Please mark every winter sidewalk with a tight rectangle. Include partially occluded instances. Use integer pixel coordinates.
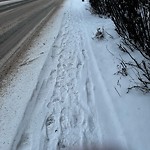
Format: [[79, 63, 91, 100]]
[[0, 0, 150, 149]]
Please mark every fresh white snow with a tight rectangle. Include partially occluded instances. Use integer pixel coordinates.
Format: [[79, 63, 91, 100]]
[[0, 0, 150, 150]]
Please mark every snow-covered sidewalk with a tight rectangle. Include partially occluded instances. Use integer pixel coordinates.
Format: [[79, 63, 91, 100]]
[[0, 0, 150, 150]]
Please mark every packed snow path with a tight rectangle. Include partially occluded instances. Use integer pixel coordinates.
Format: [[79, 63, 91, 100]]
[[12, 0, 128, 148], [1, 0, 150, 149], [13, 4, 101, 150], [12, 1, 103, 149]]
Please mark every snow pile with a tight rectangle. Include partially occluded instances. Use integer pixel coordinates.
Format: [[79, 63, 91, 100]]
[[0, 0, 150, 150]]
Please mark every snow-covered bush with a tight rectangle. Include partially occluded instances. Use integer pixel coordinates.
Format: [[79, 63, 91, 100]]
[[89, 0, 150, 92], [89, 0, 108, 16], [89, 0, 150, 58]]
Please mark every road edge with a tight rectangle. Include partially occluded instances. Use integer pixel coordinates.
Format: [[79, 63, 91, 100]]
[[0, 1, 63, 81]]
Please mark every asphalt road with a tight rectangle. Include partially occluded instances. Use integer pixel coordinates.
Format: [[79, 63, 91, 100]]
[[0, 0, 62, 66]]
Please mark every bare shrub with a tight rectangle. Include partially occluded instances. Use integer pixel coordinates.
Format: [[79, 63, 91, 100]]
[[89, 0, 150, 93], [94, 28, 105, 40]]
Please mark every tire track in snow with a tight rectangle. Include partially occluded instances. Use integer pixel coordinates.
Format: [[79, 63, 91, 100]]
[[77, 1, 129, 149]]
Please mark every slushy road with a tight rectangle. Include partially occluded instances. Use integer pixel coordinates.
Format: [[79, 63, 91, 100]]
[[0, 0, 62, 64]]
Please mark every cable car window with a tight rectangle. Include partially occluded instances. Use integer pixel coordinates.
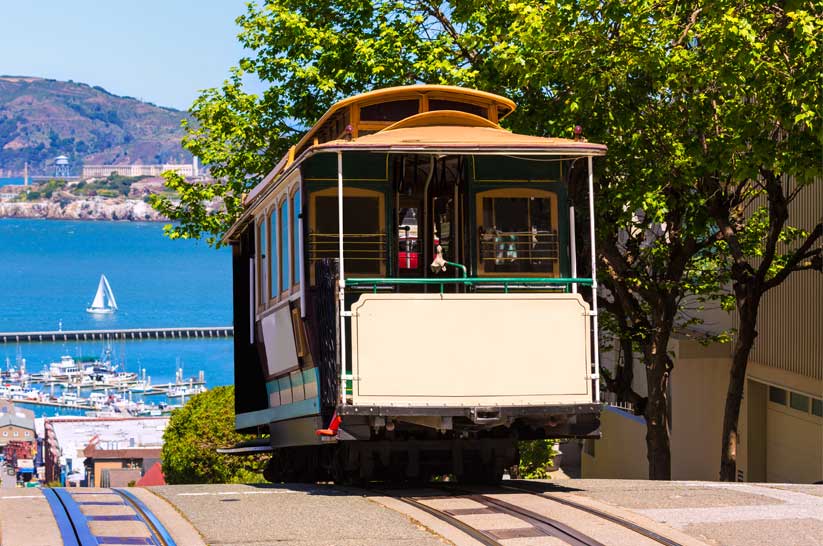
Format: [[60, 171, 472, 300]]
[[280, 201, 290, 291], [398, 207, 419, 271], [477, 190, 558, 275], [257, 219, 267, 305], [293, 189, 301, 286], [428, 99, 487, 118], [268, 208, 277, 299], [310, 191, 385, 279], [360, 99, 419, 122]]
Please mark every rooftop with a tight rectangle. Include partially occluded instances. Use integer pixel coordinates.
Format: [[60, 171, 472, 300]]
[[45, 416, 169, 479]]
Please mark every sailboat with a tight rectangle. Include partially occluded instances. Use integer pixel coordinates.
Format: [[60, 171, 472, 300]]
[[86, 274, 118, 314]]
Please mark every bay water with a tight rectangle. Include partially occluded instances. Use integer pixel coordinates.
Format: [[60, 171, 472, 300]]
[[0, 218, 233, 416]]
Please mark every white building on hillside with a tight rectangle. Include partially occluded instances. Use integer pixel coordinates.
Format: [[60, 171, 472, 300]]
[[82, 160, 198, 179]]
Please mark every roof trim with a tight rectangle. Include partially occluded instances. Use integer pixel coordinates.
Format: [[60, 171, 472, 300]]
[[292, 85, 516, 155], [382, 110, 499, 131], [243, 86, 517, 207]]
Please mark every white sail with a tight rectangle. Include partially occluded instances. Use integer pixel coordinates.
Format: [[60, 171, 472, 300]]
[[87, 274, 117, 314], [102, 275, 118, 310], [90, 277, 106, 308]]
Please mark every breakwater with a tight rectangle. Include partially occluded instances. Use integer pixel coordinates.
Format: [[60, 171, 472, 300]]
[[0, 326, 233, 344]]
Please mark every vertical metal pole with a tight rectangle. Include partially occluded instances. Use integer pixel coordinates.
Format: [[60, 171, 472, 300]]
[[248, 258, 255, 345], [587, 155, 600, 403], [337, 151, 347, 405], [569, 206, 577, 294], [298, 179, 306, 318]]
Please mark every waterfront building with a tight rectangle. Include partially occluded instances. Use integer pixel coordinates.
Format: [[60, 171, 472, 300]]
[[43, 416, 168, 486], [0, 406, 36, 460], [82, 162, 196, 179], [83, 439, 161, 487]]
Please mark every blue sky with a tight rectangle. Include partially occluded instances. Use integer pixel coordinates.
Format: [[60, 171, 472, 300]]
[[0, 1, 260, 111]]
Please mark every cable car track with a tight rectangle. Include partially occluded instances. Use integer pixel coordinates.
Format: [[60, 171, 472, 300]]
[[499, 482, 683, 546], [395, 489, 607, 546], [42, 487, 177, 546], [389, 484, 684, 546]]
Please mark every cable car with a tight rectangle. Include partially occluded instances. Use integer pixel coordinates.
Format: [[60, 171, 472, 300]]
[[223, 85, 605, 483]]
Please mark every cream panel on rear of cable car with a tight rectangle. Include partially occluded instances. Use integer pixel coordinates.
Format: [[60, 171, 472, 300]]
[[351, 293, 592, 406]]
==
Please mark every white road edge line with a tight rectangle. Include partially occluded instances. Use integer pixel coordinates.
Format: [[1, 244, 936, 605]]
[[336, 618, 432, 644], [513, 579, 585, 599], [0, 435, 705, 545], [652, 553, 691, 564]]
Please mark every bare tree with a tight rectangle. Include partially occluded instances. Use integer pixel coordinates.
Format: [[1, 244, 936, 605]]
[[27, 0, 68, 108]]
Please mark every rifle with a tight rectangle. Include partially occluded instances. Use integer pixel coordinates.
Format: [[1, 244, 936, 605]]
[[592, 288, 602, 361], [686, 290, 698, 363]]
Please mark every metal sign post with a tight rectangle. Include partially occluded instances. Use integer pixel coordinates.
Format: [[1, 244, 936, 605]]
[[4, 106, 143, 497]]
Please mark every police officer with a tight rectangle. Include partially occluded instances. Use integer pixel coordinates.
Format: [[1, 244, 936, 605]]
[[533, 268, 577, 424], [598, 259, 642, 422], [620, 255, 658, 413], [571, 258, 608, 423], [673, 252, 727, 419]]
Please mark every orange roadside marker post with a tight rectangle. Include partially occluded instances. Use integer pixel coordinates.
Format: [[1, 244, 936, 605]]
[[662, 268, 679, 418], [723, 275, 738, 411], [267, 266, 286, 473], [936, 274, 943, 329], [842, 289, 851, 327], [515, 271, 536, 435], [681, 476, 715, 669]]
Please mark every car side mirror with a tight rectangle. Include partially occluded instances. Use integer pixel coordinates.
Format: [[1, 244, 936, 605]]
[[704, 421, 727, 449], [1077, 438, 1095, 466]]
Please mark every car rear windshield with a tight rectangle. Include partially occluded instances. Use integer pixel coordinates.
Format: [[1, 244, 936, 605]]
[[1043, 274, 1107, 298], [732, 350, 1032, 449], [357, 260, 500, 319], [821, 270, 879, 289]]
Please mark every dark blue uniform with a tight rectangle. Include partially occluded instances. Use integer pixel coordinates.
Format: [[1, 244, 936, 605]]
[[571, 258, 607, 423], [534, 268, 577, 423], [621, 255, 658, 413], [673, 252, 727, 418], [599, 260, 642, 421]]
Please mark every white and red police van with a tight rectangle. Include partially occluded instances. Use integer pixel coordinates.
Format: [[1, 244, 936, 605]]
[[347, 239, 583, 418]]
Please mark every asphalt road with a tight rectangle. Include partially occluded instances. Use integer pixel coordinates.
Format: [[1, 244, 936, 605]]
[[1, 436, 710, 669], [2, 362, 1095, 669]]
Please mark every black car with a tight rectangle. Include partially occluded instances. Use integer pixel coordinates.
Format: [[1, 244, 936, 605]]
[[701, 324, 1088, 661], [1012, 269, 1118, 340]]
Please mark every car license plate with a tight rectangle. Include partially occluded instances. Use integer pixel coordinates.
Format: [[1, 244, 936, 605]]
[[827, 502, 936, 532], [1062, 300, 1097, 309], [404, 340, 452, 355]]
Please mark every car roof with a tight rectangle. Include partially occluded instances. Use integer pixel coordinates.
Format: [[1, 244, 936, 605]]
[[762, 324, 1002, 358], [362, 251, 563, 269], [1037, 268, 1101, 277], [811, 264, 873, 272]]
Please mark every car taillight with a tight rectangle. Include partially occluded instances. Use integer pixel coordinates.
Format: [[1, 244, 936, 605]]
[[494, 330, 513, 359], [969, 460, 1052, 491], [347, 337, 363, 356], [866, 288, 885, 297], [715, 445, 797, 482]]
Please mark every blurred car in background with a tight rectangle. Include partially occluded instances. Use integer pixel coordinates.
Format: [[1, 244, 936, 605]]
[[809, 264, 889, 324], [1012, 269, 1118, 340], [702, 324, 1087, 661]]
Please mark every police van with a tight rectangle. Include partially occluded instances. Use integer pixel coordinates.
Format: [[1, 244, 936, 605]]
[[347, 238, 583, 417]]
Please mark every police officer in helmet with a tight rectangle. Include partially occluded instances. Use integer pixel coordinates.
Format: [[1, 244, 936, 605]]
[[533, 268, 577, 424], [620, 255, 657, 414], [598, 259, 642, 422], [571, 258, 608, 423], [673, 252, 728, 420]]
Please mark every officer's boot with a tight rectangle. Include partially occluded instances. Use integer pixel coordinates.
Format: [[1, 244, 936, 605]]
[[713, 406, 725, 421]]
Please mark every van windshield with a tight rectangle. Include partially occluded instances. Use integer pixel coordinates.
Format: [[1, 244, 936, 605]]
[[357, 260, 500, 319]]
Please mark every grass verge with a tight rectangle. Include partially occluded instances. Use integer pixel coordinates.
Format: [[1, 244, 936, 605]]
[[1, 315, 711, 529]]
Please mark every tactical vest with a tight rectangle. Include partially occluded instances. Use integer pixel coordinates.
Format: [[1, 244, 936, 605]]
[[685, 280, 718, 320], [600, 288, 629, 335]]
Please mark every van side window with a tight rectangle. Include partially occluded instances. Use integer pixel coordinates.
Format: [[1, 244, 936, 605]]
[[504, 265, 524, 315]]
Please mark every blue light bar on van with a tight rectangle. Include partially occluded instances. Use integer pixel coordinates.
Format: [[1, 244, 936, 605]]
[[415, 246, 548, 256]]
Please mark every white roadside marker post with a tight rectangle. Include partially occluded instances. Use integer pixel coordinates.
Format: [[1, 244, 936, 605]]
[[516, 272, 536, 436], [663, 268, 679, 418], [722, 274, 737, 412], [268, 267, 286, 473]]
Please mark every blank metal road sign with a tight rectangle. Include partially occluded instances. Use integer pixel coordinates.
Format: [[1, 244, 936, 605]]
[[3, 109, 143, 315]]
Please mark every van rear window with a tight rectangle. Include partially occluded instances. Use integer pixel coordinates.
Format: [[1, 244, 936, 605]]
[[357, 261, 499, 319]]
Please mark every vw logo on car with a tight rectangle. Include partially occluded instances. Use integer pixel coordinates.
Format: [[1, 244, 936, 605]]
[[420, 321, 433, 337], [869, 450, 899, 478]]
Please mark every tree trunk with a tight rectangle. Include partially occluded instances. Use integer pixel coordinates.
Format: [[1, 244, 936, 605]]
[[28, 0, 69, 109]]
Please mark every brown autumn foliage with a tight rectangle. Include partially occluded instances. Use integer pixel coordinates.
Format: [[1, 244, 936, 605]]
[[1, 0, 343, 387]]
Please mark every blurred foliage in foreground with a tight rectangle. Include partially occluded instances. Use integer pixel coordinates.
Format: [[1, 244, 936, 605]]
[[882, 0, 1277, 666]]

▸ THE TASK:
Return every line of the listing above where "cable" appears.

▸ TASK SOLUTION:
Please mark every cable car window with a tight rectangle. Include partially occluded instances. Use integer pixel coordinates.
Please mark every cable car track with a tight rectangle. Include partially occluded instances. Use integer pixel coordinates.
Please mark every cable car with a tight rectangle. Include partially occluded instances. Use integer pixel coordinates.
Please mark every cream panel on rear of cable car with a tight rectangle. Include partially occluded instances. Use integer pixel coordinates.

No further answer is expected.